What the exercise asks: Each of the entries below should be written out exactly as it reads.

Dataset entries:

━━━━━━━━━━━━━━━━━━━━━━━━━━━━━━

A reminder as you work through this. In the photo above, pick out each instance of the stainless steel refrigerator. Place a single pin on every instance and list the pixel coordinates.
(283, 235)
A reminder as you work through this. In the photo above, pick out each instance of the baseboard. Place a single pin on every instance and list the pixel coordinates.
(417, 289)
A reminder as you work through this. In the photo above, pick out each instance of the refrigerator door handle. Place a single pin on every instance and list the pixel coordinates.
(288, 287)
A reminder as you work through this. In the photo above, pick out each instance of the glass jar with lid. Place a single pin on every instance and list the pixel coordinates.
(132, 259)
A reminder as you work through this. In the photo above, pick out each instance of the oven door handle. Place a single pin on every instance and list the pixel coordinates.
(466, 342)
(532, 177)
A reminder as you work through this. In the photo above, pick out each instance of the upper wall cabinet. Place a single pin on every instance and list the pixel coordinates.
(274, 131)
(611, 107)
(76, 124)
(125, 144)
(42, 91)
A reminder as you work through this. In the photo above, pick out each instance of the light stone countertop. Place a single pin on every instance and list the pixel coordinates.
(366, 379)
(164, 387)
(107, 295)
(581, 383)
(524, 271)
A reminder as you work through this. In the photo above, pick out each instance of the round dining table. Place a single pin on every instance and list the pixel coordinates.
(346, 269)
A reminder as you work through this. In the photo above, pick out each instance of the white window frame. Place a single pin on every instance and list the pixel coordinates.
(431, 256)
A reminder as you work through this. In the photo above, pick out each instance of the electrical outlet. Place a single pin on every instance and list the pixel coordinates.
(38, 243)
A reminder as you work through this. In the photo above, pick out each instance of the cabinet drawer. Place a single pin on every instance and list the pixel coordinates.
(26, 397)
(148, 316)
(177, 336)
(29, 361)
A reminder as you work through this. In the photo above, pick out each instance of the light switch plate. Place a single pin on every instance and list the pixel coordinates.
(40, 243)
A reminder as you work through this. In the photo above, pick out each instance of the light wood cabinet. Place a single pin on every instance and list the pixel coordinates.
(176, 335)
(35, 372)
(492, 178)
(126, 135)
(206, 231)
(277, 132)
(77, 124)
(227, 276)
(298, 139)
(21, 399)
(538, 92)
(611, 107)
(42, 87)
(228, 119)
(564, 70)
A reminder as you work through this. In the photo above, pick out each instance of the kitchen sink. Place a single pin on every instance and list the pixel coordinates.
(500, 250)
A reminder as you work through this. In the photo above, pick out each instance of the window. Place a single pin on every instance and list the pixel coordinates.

━━━━━━━━━━━━━━━━━━━━━━━━━━━━━━

Your solution:
A reminder as you work through this. In the photo above, pick out each instance of the stainless steel refrigerator. Place a single pin on every instance and list the pixel coordinates.
(283, 235)
A reminder as you work through this. In the photo above, pick out each instance of the baseboard. Place a single pin on every instance and list the pixel coordinates.
(417, 289)
A reminder as you work through this. In the photo above, pick out each instance of the refrigerator door handle. Place a single pin on every instance and list the pixel coordinates.
(288, 287)
A reminder as you work through this. In the photo above, pick out each instance of the glass jar with lid. Place a single pin on every instance and list the pixel coordinates.
(132, 259)
A reminder as you work through this. In the photo above, pick out each instance of the oven door handle. Place a single pin on every instance and list the pixel coordinates.
(466, 342)
(532, 177)
A reminder as you work through this. In the photo above, pick out each instance of the upper wall cabinet. Place a single pin on every instance and list the pixel coordinates.
(274, 131)
(611, 107)
(76, 124)
(125, 144)
(42, 91)
A reminder as you work through this. In the photo above, pick out each instance of the light stone countertop. Place a single pin on every instance and list the pixel coordinates.
(366, 379)
(164, 387)
(107, 295)
(581, 383)
(524, 271)
A reminder as you work through this. In the photo above, pick out each instance of the round dining table. Place a single pin on every instance and list the pixel coordinates.
(346, 269)
A reminder as you work through this. In the photo above, pick out each instance of the white window frame. Place a single pin on every instance and list the pixel coordinates.
(431, 256)
A reminder as you work through this. In the photo above, pick out each instance of the electrical outlet. Place a single pin on every instance and list the pixel coordinates.
(38, 243)
A reminder as you work through this. In the photo above, pick out each instance of the cabinet drawer. Place a single pin on every instance and list the pixel coordinates.
(26, 397)
(148, 316)
(177, 336)
(29, 361)
A reminder as you work through this. In the photo above, pick out each instance of the light switch plate. Place a single pin on every instance and list the pixel coordinates.
(40, 243)
A reminder as you work through this. In the photo above, pick out each instance of the light wood cabinet. Place a single pin on every instance and list the pixel coordinates.
(176, 335)
(35, 372)
(492, 178)
(126, 135)
(206, 231)
(277, 132)
(77, 124)
(227, 276)
(298, 139)
(21, 399)
(538, 92)
(611, 107)
(42, 87)
(228, 119)
(564, 70)
A reminder as you work through this. In the photo above, pick out each instance of the kitchen sink. Place a single pin on every instance and list the pixel coordinates.
(500, 250)
A reminder as you work through this. In the photo above, pick out each instance of the window. Place a single pin on every instance and list the pixel coordinates.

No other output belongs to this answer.